== Text for analysis ==
'''
Human settlements are the basis for human survival and development. They provide places for various human activities, including residence, work, education, health, culture, and entertainment . The quality of human settlements normally exerts great influence on human health and wellbeing. Over the past few decades, with the development of the economy and rapid urbanization, some issues, such as natural disasters, environmental pollution, heavy traffic, and excessive housing prices, have become increasingly prominent, which seriously affects the living quality of residents, especially in urban areas [2–5]. As a result, the urban environmental quality has received extensive attention from the academic community, as well as the governments and the public.
To describe and measure urban environmental quality, the terms of livability and related concepts such as sustainability, quality of life, and wellbeing enjoy great popularity. As the goal of urban construction and development, livability has attracted widespread attention in the field of urban planning and urban geography. However, there is still no unified definition and connotation of livability due to its interdisciplinary and multidimensional characteristics [6–8]. An initial definition of livability is proposed by Pacione  and it is defined as a quality that is not an attribute inherent in the environment but is behavior-related function of the interaction between environmental characteristics and personal characteristics. Newman  states that livability is the human requirement for social amenity, health, and wellbeing and it includes both individual and community wellbeing. In addition, Ruth and Franklin  show that livability consists of two elements: the city’s environment and the population that demands goods and services. In general, these definitions emphasize the interaction between people and the environment.
'''
== What to do ==
In the text on urban livability, what two elements make up livability according to Ruth and Franklin?

== Data section ==
'''
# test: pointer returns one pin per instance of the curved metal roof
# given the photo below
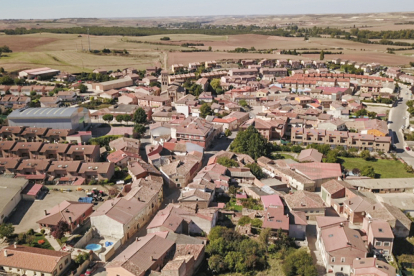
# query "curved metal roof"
(45, 112)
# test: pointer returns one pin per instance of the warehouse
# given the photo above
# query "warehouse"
(39, 73)
(77, 118)
(115, 84)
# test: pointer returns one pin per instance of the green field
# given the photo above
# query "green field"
(383, 168)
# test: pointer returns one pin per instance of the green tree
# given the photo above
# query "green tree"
(119, 118)
(256, 170)
(332, 157)
(140, 117)
(205, 110)
(244, 220)
(227, 162)
(368, 171)
(127, 118)
(108, 117)
(6, 230)
(251, 142)
(365, 154)
(83, 88)
(243, 103)
(139, 130)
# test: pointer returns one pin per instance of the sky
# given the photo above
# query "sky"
(49, 9)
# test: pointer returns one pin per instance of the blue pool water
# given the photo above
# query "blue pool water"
(93, 247)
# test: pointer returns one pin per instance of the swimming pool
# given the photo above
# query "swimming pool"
(94, 247)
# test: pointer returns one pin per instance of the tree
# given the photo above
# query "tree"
(205, 110)
(127, 118)
(108, 117)
(251, 142)
(140, 117)
(244, 220)
(6, 230)
(365, 154)
(243, 103)
(119, 118)
(256, 170)
(60, 229)
(83, 88)
(227, 162)
(139, 130)
(368, 171)
(332, 157)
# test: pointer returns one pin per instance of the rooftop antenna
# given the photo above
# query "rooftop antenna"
(89, 41)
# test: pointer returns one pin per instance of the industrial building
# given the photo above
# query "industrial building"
(114, 84)
(39, 72)
(77, 118)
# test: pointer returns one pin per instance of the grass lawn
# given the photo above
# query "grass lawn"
(37, 237)
(383, 168)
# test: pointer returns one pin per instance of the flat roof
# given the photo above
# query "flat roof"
(45, 112)
(384, 183)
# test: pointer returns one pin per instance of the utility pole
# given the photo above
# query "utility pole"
(89, 41)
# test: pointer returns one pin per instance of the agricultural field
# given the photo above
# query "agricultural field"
(68, 52)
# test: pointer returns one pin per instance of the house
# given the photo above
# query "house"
(145, 254)
(275, 219)
(72, 212)
(54, 151)
(372, 266)
(11, 195)
(87, 153)
(380, 237)
(122, 158)
(66, 171)
(50, 101)
(318, 172)
(334, 192)
(356, 207)
(340, 246)
(201, 198)
(297, 225)
(309, 203)
(310, 155)
(34, 134)
(25, 260)
(271, 130)
(97, 171)
(28, 150)
(181, 171)
(9, 165)
(399, 222)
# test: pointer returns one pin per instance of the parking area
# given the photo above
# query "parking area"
(28, 212)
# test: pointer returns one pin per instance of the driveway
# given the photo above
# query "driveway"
(396, 120)
(313, 247)
(28, 212)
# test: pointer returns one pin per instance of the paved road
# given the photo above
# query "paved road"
(397, 116)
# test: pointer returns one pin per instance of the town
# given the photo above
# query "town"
(289, 167)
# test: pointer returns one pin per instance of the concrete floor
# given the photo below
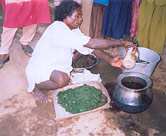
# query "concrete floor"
(22, 115)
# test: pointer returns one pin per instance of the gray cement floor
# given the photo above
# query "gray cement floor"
(22, 115)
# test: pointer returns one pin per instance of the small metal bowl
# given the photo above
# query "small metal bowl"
(81, 70)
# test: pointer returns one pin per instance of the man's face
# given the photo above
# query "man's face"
(75, 19)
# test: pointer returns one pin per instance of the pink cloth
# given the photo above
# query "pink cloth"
(21, 13)
(134, 19)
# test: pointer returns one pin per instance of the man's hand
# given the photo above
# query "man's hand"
(128, 43)
(117, 62)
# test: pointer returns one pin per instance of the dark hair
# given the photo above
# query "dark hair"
(66, 8)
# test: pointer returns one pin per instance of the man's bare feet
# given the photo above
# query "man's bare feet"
(40, 96)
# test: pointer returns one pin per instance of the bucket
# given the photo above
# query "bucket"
(147, 55)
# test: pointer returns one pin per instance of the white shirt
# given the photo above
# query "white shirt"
(54, 51)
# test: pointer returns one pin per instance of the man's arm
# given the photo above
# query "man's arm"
(96, 43)
(115, 62)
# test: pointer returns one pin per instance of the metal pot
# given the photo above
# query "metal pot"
(133, 92)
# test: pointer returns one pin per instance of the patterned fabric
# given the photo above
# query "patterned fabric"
(103, 2)
(21, 13)
(134, 20)
(117, 19)
(152, 25)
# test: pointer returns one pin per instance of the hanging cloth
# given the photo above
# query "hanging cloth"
(152, 25)
(117, 19)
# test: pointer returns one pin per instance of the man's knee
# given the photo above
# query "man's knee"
(60, 78)
(63, 80)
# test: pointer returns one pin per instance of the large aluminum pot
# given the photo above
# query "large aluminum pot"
(133, 92)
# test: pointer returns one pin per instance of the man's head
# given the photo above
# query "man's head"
(70, 13)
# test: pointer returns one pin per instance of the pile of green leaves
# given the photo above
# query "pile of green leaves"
(81, 99)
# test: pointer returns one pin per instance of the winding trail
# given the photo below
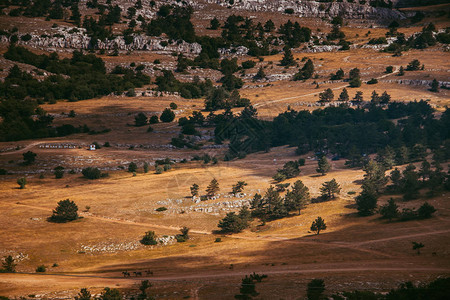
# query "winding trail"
(357, 246)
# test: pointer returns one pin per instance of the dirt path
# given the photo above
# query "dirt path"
(333, 244)
(292, 269)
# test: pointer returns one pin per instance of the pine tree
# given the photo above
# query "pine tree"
(354, 78)
(194, 190)
(8, 264)
(358, 97)
(323, 166)
(375, 99)
(329, 189)
(238, 187)
(344, 96)
(288, 58)
(298, 197)
(212, 188)
(260, 74)
(65, 211)
(318, 225)
(84, 294)
(390, 210)
(435, 86)
(326, 96)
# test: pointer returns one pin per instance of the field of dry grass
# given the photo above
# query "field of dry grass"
(365, 253)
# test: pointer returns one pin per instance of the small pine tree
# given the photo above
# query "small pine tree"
(343, 96)
(318, 225)
(435, 86)
(167, 115)
(326, 96)
(329, 189)
(323, 166)
(22, 182)
(149, 238)
(8, 264)
(65, 211)
(84, 294)
(212, 188)
(194, 190)
(238, 187)
(288, 58)
(260, 74)
(132, 167)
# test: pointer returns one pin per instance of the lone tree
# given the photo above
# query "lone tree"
(8, 264)
(238, 187)
(212, 188)
(316, 287)
(435, 86)
(326, 96)
(149, 238)
(167, 115)
(298, 197)
(318, 225)
(343, 96)
(329, 189)
(22, 182)
(417, 246)
(65, 211)
(132, 167)
(390, 210)
(323, 166)
(260, 74)
(59, 172)
(288, 58)
(233, 223)
(214, 24)
(194, 190)
(84, 294)
(111, 294)
(354, 78)
(247, 290)
(29, 157)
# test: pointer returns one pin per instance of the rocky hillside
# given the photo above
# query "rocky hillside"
(316, 9)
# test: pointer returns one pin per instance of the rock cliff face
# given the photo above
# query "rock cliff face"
(316, 9)
(65, 39)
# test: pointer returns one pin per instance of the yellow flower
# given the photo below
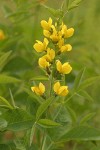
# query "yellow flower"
(64, 69)
(39, 90)
(46, 33)
(65, 48)
(43, 62)
(50, 55)
(69, 32)
(60, 90)
(2, 35)
(64, 29)
(39, 46)
(46, 25)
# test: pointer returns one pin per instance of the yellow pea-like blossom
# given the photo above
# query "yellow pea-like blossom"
(63, 68)
(2, 35)
(41, 46)
(69, 33)
(43, 63)
(39, 90)
(65, 48)
(46, 33)
(50, 55)
(60, 90)
(46, 25)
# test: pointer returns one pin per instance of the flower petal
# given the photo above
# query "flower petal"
(56, 87)
(42, 88)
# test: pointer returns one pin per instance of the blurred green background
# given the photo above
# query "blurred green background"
(20, 21)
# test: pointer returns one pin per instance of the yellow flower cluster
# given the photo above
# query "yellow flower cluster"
(55, 36)
(2, 35)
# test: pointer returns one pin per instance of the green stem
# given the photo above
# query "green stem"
(74, 147)
(44, 142)
(49, 147)
(51, 81)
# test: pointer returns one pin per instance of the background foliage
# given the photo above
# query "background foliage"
(20, 21)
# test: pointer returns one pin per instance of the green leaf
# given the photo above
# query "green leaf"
(40, 78)
(78, 79)
(46, 123)
(32, 133)
(18, 119)
(5, 103)
(88, 82)
(8, 79)
(74, 4)
(42, 108)
(72, 114)
(33, 95)
(3, 124)
(19, 144)
(82, 133)
(3, 59)
(4, 147)
(85, 95)
(87, 117)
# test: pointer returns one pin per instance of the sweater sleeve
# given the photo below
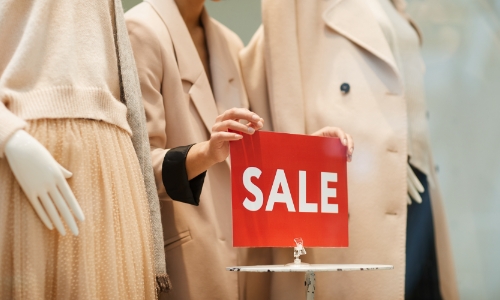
'''
== Task result ==
The city's environment and the population that demands goods and services.